:: Text segment

█ Hi, I’m Chris Norstrom

I’m a 25 year old self taught user interface designer and inventor with a recklessly creative imagination, who would like to become a film maker and game designer one day. I’m also an introvert, so while I love talking to people, I feel my best and think clearly when I’m alone and free of distractions.

After about 3 frustrating years of trying to learn to code so I can launch my startups, I did the right thing and gave up (something I wish parents taught their kids more). I decided to change focus and started building a portfolio of all the things I’m good at, inventing and designing, instead of worrying about my startups. I’m trying to get a job on the west coast so I can save up money to patent 7 inventions and eventually get started on some of my web startups. There’s nothing more satisfying to me than crafting an experience, emotion, or invention for other people and watching them use and enjoy it.

::::

| Task instructions |
1. According to the bio, how many inventions does the writer want to patent?
2. Rewrite the bio's paragraph beginning "After about 3 frustrating years" as a short bulleted list that keeps its main facts.
3. Using the bio, say whether each statement agrees with it, and quote the words that decide each one: (a) The writer is 25 years old. (b) The writer succeeded in learning to code. (c) The writer is seeking a job on the east coast.

:: Data rows

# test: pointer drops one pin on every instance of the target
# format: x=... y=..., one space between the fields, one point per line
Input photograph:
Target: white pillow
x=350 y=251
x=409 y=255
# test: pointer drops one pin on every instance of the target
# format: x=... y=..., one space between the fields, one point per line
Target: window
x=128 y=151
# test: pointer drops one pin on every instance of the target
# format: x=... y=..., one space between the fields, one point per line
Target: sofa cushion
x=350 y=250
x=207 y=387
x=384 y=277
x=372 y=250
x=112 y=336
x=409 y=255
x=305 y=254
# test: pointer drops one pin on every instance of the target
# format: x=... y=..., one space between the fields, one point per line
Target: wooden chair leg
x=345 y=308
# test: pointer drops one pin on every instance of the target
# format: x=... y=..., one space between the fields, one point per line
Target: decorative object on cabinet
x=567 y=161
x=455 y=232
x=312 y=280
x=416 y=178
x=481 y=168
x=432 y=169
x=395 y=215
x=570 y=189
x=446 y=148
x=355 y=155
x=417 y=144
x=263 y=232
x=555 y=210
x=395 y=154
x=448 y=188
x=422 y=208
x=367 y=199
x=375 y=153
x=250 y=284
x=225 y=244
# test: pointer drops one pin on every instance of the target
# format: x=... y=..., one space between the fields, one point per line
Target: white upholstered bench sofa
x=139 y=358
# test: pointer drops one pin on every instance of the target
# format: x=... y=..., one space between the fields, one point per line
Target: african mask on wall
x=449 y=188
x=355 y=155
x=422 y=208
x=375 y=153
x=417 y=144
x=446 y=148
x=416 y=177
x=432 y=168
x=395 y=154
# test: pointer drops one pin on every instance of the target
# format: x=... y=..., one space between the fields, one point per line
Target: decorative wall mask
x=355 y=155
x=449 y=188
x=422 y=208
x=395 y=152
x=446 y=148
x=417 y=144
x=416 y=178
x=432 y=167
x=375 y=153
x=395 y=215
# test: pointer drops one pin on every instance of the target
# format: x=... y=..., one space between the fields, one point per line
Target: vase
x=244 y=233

::::

| Task-by-task results |
1. Seven inventions.

2.
- Spent about 3 frustrating years trying to learn to code to launch startups, then gave up.
- Shifted focus to building a portfolio of inventing and designing work instead of worrying about the startups.
- Is seeking a job on the west coast to save money to patent 7 inventions and later start some web startups.
- Finds nothing more satisfying than crafting an experience, emotion, or invention for others and watching them use and enjoy it.

3.
(a) Yes: "I’m a 25 year old self taught user interface designer and inventor"
(b) No: "After about 3 frustrating years of trying to learn to code so I can launch my startups, I did the right thing and gave up"
(c) No: "I’m trying to get a job on the west coast"